▶ **Exercise input**
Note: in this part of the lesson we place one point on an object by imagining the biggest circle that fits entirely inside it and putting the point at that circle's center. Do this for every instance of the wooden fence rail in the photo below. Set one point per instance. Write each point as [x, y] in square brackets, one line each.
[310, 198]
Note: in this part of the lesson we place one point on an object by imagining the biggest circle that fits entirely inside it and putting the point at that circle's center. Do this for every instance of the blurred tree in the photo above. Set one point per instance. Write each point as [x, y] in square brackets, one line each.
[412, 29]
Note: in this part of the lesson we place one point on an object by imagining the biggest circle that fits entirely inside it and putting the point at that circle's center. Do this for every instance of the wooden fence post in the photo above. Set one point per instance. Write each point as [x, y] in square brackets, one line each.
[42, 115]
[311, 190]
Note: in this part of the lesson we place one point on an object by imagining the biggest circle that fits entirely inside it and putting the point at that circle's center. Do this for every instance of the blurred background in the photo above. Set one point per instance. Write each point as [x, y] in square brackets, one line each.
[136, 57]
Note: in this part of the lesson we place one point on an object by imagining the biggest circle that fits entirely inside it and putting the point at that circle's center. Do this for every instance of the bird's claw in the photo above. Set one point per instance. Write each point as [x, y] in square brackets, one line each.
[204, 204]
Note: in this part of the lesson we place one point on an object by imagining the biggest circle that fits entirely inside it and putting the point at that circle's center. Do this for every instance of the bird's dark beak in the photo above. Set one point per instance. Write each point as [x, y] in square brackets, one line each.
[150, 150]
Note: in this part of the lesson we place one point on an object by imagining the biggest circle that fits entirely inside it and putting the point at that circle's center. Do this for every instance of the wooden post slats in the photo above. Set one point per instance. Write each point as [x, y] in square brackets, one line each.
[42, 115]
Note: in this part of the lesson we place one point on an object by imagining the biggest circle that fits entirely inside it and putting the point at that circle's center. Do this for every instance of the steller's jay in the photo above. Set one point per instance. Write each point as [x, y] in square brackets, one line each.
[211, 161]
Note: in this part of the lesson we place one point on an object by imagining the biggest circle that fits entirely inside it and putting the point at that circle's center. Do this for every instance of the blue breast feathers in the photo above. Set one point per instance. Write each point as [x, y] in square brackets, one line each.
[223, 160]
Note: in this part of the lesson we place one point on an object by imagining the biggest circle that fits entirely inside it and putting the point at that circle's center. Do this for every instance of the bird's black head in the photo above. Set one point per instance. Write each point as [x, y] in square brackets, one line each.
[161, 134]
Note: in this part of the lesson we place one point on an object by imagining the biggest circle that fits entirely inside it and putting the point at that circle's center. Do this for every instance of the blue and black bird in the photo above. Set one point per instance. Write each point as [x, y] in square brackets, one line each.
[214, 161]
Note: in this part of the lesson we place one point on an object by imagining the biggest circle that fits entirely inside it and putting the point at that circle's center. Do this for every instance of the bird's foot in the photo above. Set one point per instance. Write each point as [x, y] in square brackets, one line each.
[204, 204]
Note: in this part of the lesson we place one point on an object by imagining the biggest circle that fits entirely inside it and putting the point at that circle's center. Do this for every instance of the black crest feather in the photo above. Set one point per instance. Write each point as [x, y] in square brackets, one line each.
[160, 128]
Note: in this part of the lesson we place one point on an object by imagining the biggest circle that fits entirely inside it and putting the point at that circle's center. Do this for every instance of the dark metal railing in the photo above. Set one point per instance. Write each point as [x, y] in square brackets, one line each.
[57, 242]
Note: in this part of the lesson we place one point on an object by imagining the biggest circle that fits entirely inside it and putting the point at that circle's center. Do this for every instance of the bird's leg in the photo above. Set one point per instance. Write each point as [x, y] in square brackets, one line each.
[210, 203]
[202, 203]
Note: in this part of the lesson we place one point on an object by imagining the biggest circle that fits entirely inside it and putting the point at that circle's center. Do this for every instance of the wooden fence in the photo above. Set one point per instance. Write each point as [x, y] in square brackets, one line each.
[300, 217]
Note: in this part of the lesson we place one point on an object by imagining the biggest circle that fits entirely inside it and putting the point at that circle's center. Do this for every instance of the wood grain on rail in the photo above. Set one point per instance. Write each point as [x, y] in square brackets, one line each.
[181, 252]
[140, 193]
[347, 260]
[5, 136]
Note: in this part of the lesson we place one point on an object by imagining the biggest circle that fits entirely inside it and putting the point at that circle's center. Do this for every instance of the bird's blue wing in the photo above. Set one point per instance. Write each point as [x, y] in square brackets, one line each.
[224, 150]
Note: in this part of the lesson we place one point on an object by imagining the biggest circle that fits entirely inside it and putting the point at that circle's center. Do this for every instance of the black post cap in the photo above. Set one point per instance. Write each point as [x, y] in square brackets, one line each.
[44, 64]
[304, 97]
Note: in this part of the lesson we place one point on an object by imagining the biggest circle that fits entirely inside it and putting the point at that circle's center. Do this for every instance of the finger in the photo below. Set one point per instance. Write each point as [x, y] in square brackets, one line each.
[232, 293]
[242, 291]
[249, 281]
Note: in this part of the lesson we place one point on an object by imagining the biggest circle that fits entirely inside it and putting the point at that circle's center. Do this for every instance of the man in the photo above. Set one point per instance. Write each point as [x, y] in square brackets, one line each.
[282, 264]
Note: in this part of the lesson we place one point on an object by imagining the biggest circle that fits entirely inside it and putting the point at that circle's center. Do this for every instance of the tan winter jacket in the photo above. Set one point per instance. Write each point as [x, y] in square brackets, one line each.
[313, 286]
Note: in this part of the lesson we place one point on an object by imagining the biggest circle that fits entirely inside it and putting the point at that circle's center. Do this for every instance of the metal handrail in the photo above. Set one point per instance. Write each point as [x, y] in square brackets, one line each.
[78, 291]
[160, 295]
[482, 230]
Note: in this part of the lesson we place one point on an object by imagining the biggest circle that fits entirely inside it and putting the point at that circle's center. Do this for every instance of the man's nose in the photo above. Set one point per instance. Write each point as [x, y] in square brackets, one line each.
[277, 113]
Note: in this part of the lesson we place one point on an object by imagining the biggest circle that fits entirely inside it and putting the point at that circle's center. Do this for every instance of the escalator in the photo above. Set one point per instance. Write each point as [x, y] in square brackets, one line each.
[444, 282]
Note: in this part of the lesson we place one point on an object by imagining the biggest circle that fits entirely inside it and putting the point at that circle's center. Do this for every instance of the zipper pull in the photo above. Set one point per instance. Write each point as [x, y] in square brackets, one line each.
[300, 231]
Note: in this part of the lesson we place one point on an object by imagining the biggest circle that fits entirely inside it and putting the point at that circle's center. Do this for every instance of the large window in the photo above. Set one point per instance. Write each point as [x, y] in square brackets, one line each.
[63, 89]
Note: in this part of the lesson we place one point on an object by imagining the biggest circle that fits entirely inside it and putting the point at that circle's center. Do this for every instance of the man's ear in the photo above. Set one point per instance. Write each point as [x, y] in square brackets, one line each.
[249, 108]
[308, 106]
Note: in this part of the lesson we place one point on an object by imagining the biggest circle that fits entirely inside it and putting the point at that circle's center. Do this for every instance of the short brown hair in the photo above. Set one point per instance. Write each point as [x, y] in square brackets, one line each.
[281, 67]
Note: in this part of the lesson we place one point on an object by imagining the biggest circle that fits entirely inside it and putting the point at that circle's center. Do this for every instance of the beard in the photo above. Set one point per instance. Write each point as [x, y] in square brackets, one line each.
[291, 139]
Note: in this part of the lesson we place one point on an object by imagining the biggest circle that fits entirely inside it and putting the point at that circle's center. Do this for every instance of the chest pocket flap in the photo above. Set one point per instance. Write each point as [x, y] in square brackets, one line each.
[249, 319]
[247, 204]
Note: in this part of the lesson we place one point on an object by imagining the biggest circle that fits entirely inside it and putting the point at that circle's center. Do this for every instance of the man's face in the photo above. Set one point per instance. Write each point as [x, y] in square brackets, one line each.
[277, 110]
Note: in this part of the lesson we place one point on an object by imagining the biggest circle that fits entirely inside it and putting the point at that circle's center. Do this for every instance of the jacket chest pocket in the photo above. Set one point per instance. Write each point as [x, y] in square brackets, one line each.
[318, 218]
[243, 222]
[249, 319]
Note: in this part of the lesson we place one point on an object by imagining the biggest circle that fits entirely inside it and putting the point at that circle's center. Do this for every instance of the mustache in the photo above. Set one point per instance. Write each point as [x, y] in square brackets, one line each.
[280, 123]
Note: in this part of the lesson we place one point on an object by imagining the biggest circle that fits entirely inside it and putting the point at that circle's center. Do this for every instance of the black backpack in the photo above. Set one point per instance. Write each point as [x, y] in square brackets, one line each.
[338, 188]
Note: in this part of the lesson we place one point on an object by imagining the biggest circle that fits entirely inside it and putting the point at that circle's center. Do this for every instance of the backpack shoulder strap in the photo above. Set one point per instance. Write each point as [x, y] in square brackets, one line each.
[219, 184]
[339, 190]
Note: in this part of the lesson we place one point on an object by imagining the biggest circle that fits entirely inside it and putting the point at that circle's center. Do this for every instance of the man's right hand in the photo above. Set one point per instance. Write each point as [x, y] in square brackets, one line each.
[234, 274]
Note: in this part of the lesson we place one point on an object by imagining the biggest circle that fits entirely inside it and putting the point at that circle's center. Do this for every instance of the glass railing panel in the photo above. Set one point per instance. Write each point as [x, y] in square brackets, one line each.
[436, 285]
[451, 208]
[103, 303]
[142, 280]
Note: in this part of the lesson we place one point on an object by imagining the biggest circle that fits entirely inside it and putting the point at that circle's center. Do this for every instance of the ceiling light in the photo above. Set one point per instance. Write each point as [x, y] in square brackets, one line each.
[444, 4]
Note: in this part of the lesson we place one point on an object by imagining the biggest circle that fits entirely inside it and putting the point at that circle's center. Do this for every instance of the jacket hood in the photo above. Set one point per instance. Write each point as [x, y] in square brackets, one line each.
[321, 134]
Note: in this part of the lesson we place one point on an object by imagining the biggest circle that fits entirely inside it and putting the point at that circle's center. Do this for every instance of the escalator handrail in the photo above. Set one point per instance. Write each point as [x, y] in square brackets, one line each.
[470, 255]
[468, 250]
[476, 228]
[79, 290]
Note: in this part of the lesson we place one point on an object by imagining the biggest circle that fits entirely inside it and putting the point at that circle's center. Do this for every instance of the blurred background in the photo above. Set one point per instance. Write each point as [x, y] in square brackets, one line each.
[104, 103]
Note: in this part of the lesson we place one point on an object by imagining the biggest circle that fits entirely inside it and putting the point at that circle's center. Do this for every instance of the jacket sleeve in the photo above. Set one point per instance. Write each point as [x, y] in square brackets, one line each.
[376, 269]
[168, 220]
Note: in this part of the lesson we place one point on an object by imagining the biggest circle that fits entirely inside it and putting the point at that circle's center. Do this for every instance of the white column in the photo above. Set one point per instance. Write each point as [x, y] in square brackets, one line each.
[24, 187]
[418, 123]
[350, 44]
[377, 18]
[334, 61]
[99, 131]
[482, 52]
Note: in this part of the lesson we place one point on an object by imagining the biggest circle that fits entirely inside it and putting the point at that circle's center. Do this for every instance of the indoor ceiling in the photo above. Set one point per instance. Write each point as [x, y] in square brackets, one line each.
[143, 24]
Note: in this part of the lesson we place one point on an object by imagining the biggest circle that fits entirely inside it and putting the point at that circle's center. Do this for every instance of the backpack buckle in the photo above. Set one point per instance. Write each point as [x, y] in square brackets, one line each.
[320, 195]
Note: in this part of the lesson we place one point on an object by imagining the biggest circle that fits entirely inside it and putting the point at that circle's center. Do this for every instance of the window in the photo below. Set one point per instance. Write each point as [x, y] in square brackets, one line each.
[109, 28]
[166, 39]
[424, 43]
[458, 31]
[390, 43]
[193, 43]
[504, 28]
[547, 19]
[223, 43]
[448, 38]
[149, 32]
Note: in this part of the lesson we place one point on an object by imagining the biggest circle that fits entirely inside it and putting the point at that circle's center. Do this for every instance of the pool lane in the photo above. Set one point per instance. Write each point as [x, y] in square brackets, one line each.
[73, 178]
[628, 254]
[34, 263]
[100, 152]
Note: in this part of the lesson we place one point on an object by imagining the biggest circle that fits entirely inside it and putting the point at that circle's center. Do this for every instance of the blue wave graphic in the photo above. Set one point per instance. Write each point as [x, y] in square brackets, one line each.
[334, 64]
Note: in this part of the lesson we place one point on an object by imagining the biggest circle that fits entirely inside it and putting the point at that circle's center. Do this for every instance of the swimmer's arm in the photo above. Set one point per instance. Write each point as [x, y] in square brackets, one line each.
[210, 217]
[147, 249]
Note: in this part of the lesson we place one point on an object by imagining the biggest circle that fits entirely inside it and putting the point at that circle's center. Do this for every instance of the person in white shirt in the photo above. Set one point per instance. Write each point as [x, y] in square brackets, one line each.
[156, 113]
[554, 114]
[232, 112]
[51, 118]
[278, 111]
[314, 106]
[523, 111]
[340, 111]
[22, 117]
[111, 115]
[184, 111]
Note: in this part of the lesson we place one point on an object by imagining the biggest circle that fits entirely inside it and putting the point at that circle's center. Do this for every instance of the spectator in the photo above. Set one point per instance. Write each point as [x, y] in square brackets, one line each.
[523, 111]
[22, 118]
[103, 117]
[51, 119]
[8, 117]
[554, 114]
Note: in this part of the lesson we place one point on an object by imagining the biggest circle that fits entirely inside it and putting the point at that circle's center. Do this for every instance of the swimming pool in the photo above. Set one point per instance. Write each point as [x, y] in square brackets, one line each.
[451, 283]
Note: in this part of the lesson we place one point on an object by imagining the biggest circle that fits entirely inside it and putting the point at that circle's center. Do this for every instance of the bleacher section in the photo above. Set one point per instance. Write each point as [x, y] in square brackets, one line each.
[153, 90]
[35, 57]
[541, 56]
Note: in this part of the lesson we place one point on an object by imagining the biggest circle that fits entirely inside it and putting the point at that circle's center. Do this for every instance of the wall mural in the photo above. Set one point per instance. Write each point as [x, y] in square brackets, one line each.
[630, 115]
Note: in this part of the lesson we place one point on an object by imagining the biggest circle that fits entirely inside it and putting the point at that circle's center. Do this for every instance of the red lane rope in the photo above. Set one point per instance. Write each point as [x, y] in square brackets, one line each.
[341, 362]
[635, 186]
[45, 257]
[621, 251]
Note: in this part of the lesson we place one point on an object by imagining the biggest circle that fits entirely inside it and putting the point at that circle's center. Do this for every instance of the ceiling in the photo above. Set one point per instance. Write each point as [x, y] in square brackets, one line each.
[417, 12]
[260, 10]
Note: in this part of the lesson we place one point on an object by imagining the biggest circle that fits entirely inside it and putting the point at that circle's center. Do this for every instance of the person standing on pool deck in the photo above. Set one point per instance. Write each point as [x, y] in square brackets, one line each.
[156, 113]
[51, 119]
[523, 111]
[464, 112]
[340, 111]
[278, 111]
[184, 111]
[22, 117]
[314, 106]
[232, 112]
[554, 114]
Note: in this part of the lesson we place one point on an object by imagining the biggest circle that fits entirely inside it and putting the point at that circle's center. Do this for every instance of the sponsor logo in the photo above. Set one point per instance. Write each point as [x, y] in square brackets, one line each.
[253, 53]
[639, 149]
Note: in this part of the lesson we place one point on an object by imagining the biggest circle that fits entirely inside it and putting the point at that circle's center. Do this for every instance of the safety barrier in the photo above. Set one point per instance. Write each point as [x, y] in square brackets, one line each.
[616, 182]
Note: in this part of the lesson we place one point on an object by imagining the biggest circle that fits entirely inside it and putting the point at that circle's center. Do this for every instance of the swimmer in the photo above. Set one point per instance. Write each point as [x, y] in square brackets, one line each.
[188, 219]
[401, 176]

▶ **Aim of the task**
Begin with the line containing "of the safety" and repeat each line exactly until the records above end.

▶ **The reply**
Note: in this part of the lesson we place one point on an object by imagining the biggest circle that fits entirely inside it and putting the point at that circle's center. Do this for every instance of the safety barrier in the photo above. Set one point per instance. Write each point as [x, y] in square brackets, one line each.
[616, 182]
Note: in this part of the lesson we place one point on an object by imagining the biggest circle that fits entirely inside it and putting the point at that circle's center. Do this for every instance of the swimmer in the photo above. Set one point per instance. Write each point as [x, y] in square brackets, one line each.
[188, 219]
[401, 176]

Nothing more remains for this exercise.